▶ Exercise objective:
Which of the lines below mention the word "shirt"? Pull each one out.
──────── Data records
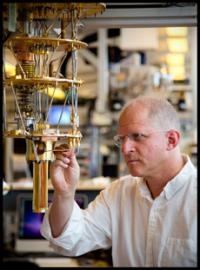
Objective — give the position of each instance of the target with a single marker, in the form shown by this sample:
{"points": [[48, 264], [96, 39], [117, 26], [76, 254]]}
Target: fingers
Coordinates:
{"points": [[64, 156]]}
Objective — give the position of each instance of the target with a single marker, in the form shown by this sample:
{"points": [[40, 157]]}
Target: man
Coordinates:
{"points": [[148, 217]]}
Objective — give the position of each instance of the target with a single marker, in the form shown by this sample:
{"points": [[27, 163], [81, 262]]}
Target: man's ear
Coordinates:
{"points": [[173, 137]]}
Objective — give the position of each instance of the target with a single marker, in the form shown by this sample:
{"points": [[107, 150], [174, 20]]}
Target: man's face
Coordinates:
{"points": [[145, 155]]}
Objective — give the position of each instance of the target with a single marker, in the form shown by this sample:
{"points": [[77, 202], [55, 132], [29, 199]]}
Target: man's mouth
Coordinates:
{"points": [[132, 161]]}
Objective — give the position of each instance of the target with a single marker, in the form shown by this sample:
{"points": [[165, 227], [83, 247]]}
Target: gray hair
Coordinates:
{"points": [[160, 111]]}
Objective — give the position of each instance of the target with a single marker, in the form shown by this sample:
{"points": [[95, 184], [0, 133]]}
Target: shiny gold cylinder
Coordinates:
{"points": [[40, 186]]}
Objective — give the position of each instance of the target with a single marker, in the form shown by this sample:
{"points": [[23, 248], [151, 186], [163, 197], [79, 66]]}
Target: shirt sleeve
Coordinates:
{"points": [[86, 230]]}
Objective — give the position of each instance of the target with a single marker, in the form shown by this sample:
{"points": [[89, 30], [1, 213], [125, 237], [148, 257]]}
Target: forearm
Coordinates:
{"points": [[61, 210]]}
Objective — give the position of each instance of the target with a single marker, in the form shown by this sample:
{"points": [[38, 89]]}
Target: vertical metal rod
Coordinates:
{"points": [[40, 186]]}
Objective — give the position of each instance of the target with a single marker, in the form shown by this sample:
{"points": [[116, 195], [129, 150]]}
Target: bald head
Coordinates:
{"points": [[159, 111]]}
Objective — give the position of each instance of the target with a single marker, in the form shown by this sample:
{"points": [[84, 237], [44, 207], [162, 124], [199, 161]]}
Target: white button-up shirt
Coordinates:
{"points": [[142, 231]]}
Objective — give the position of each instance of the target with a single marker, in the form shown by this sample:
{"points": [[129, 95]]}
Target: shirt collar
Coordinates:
{"points": [[180, 179]]}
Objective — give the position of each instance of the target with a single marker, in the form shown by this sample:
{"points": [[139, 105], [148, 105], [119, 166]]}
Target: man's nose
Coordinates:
{"points": [[127, 145]]}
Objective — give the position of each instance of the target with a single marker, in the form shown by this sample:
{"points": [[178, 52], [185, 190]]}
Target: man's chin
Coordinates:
{"points": [[135, 172]]}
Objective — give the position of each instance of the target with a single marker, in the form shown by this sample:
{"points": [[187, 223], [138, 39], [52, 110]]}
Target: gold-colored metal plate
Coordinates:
{"points": [[51, 43], [49, 11], [44, 82]]}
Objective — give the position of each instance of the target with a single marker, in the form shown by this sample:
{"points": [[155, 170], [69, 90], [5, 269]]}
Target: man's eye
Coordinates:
{"points": [[136, 136]]}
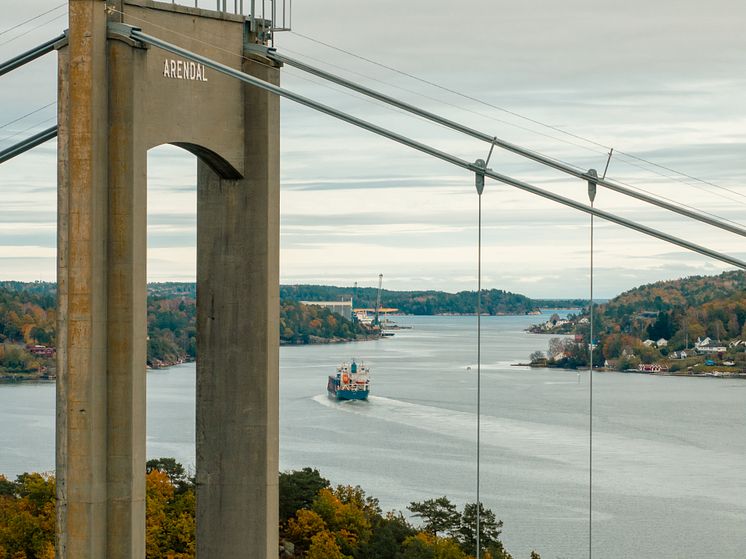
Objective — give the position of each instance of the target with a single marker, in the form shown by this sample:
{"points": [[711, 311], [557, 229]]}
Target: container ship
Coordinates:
{"points": [[352, 382]]}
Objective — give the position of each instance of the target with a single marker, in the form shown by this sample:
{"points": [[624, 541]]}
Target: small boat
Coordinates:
{"points": [[352, 382]]}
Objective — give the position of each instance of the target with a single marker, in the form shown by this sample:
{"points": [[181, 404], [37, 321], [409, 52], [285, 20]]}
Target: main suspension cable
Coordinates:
{"points": [[597, 145]]}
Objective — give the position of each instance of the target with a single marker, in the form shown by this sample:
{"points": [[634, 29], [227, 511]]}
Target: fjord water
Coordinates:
{"points": [[669, 458]]}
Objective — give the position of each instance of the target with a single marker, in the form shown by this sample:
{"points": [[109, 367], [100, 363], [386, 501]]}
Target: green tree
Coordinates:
{"points": [[298, 489], [439, 516], [489, 529]]}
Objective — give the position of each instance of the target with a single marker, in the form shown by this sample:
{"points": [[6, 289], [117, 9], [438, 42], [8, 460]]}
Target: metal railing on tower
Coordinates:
{"points": [[279, 12]]}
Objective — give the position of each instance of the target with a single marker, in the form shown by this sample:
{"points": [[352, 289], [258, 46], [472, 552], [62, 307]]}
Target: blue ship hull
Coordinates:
{"points": [[336, 390]]}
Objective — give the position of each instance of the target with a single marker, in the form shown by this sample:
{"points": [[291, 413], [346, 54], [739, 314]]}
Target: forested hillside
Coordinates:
{"points": [[661, 323], [28, 318], [696, 306], [494, 301]]}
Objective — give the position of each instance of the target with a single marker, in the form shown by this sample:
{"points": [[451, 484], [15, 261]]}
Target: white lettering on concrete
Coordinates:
{"points": [[184, 70]]}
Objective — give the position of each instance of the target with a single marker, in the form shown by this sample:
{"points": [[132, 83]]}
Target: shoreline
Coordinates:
{"points": [[687, 374]]}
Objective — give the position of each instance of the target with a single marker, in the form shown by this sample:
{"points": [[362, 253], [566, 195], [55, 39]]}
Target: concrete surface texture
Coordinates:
{"points": [[117, 99]]}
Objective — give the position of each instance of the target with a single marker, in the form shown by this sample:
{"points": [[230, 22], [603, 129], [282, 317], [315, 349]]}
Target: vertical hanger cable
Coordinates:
{"points": [[592, 197], [479, 179]]}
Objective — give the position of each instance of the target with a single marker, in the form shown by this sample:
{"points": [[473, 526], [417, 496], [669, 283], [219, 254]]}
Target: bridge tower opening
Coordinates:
{"points": [[117, 99]]}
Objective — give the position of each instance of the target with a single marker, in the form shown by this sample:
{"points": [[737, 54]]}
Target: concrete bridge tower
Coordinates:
{"points": [[117, 99]]}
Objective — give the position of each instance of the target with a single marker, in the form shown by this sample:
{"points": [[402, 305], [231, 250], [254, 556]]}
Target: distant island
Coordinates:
{"points": [[690, 326]]}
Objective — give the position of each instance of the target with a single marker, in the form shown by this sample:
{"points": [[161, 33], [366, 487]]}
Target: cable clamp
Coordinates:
{"points": [[480, 165], [592, 184]]}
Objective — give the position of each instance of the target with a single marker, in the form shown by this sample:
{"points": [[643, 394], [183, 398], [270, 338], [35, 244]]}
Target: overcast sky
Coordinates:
{"points": [[663, 81]]}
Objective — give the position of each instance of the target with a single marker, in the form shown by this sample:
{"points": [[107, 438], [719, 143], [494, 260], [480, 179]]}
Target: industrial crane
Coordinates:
{"points": [[378, 298]]}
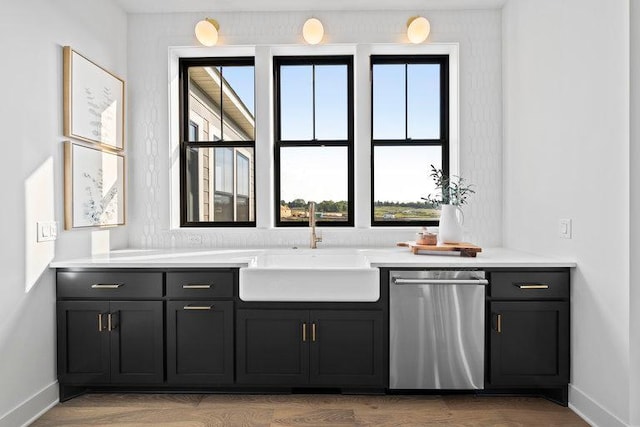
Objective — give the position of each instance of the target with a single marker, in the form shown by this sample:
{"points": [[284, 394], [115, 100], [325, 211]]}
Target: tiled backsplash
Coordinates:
{"points": [[478, 34]]}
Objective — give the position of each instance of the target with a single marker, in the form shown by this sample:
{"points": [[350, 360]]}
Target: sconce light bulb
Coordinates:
{"points": [[418, 29], [207, 32], [313, 31]]}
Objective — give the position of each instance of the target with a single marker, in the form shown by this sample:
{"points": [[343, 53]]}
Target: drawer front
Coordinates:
{"points": [[530, 285], [109, 284], [200, 284]]}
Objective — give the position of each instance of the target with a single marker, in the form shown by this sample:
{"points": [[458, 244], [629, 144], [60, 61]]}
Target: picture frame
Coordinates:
{"points": [[94, 109], [94, 187]]}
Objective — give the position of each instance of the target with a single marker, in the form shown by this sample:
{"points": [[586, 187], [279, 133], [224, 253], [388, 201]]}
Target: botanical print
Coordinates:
{"points": [[97, 103], [100, 207], [98, 187], [103, 114]]}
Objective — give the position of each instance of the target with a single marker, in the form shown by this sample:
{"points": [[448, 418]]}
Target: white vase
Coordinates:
{"points": [[450, 229]]}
────────────────
▶ Response area:
Target: shirt sleeve
Target: white button-up shirt
Target: shirt collar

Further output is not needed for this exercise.